WRITTEN PROBLEM:
Please copy the lines of the listing below, starting with the line that contains "Could you point at the blurred" and going on through the line that contains "<point>118,47</point>", adding 139 to every coordinate in the answers. Reproduce only those lines, and leave the request lines unchanged.

— start of EXERCISE DATA —

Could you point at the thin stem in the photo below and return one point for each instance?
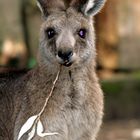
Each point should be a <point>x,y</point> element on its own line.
<point>52,89</point>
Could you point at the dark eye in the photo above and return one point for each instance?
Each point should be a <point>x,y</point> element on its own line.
<point>50,33</point>
<point>82,33</point>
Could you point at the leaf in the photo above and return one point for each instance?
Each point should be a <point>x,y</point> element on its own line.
<point>32,133</point>
<point>27,126</point>
<point>40,130</point>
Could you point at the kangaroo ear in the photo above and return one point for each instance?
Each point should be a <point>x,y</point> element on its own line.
<point>49,6</point>
<point>89,7</point>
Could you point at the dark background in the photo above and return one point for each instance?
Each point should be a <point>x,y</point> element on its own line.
<point>118,46</point>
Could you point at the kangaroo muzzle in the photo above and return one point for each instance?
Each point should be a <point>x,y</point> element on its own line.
<point>65,57</point>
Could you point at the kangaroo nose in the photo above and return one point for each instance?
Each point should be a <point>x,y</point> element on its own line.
<point>65,55</point>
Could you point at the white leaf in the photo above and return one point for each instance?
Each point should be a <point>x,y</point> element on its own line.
<point>40,130</point>
<point>27,126</point>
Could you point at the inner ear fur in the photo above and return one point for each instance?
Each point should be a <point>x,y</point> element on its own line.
<point>88,7</point>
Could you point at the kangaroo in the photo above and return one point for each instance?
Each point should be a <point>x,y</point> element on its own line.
<point>75,109</point>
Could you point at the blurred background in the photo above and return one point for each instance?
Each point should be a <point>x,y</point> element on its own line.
<point>118,47</point>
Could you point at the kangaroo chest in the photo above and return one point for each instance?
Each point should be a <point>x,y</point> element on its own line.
<point>65,112</point>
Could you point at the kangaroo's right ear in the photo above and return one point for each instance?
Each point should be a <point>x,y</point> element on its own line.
<point>48,6</point>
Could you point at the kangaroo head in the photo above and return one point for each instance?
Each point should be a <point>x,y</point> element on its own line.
<point>67,34</point>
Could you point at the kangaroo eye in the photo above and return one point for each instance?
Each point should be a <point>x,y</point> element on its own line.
<point>82,33</point>
<point>50,33</point>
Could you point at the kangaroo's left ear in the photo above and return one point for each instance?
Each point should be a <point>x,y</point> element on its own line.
<point>89,7</point>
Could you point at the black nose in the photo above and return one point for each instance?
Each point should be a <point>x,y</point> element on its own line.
<point>66,56</point>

— end of EXERCISE DATA —

COMPLETE ANSWER:
Could you point at the blurred background in the photo above and return one point for each instance?
Each point should be a <point>x,y</point> element on its own line.
<point>257,186</point>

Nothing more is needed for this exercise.